Word for word, restate every entry shown below.

(Records drawn from a dataset)
= = = = = = =

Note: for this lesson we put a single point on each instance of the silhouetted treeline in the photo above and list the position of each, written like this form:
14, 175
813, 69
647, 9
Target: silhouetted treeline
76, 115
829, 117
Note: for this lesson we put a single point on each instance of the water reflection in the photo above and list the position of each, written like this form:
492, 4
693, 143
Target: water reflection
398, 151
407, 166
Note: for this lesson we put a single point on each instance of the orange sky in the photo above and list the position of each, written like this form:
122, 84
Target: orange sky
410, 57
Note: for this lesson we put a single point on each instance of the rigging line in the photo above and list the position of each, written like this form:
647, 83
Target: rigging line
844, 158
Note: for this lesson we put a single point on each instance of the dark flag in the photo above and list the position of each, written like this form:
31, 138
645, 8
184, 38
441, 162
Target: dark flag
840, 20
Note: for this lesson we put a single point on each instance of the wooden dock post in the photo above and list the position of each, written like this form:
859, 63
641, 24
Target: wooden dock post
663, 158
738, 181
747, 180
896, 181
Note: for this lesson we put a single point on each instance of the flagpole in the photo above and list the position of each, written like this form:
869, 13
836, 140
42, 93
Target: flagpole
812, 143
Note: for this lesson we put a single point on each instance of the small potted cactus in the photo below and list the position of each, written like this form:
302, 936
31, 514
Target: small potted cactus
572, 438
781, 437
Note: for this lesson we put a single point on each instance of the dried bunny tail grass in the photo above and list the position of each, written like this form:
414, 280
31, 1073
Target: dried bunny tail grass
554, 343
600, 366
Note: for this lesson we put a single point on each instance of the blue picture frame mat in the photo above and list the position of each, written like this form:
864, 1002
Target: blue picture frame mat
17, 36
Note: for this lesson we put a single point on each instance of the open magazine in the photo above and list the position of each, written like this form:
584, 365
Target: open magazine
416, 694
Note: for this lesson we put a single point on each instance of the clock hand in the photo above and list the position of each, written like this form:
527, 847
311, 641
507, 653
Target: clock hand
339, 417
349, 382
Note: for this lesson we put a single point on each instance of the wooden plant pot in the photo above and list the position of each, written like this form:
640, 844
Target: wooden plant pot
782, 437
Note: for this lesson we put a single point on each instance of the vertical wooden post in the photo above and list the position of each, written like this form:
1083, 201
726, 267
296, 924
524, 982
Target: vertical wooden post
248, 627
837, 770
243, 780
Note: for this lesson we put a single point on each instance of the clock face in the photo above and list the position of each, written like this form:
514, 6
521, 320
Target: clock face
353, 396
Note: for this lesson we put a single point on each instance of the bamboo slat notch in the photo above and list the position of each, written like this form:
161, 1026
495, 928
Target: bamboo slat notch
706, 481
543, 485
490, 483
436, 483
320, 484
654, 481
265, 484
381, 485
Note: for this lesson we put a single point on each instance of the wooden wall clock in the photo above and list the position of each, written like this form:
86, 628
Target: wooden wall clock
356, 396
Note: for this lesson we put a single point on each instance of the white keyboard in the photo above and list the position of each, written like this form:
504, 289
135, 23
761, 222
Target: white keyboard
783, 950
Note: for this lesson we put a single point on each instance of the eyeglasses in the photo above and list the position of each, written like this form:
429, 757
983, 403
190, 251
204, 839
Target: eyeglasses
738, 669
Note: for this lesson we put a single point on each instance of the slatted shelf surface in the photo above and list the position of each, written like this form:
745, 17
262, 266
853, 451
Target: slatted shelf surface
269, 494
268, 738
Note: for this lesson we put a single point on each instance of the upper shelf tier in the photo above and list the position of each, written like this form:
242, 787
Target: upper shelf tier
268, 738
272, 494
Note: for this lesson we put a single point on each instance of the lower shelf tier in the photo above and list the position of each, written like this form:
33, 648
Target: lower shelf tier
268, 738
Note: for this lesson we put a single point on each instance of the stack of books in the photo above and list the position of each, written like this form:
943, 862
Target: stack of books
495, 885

= = = = = = =

**EXERCISE RESULT:**
Note: for this lesson we put a single point on each instance of the silhouetted treeline in the photo above and list the position of each, written like this form:
14, 175
813, 69
647, 9
Target: silhouetted treeline
76, 115
829, 117
Note: for this lesson we put a single point on each instance of the water reflection in the photo above and list the position of each, written like this form:
492, 4
693, 143
Target: water reflection
398, 151
407, 166
Note: for this lesson we put a single point on each instance of the orange sky in the photo above and list the position of each, written like this form:
122, 84
Target: orange sky
410, 57
Note: for this lesson we put a single point on each instance of the rigging line in the photo above and list the position of each, written like this form:
647, 83
Target: rigging line
844, 158
Note: for this lesson we put a single point on each instance of the dark flag in the photo above and list the position of each, written like this form:
31, 138
645, 8
184, 38
441, 162
Target: dark flag
840, 20
Note: for this lesson we put a single point on each instance of the wooden dock post in the photo above and list the position of each, written like this form:
859, 63
641, 24
Target: wooden dock post
663, 158
738, 181
747, 180
896, 181
Note: for this lesson we put a single point on each instance of the flagpole in the photo above and list the position of each, written like this form:
869, 13
836, 140
42, 93
Target: flagpole
812, 143
Note: for this lesson we put a single point on each instance of the small potted cactus in the photo below and list the position of each, written like this form:
302, 936
31, 514
Target: small potted cactus
572, 438
781, 437
Note: for this lesson we put a single point on each instance of the dried bunny tail grass in the photo above and list the position of each, written like this form:
414, 280
31, 1073
Target: dried bunny tail grass
554, 343
600, 366
Note: for this lesson we put a single point on each instance of the blue picture frame mat in the photo above and list the position of each, written like this form:
864, 1002
Target: blue picture frame mat
17, 36
Note: for this lesson we put a single point on each instance of the open magazine in the photo above and list the position of each, written like this form:
584, 365
Target: open magazine
416, 694
Note: for this lesson we put a single point on each instance of the clock hand in the photo above and list the position of each, written like this form:
527, 847
311, 641
507, 653
Target: clock hand
339, 417
349, 382
Note: for this lesson we put a single point on each instance of the wooden plant pot in the photo above and list the position of each, written like this form:
640, 844
Target: wooden plant pot
782, 437
Note: for this lesson we put a single point on each instance of the vertical wooden post in the photo above and list the position of each, written like this form:
1083, 201
726, 267
296, 924
524, 982
Target: vertical wooden post
248, 627
837, 770
243, 780
Note: for this lesson we put a single point on each instance of the clock face in the photo above and list the position of each, written like this form:
514, 6
521, 320
Target: clock face
353, 396
Note: for this lesson we put a single point on each instance of the bamboo slat notch in the photo above and list the position of each, written like this form:
161, 1026
495, 928
Target: bamboo slat notch
706, 481
543, 485
490, 483
436, 483
320, 484
654, 481
265, 484
381, 485
Note: for this lesson we put a single point on each instance of the wooden wall clock in the photo above and list the position of each, written like this form:
86, 628
Target: wooden wall clock
356, 396
Note: for this lesson we put a single point on each instance of the white keyboard in the photo above and list the position of each, written like this form:
504, 289
135, 23
761, 222
Target: white keyboard
783, 950
Note: for this lesson we put a single point on each instance of the eyeglasses in the photo above and list the position of each, written like this form:
429, 757
983, 403
190, 251
204, 839
Target: eyeglasses
738, 669
Note: for this lesson we put a single point on each instance of the slatted shelf surface in the photo above and list the position of each, written like this form:
745, 17
262, 266
853, 451
Target: slatted shelf surface
269, 494
268, 738
Note: for this lesson we put a single point on each instance of the upper shelf tier in the photo above and list the position of each, written like this form:
242, 787
Target: upper shelf tier
268, 738
272, 494
Note: for this lesson we put a single point on each instance of the lower shelf tier in the photo above and list the position of each, written like this form:
33, 648
Target: lower shelf tier
268, 738
Note: for this lesson we put a single point on each instance of the stack of books in the photo above and list the position of each, written like this form:
943, 862
Target: stack of books
495, 885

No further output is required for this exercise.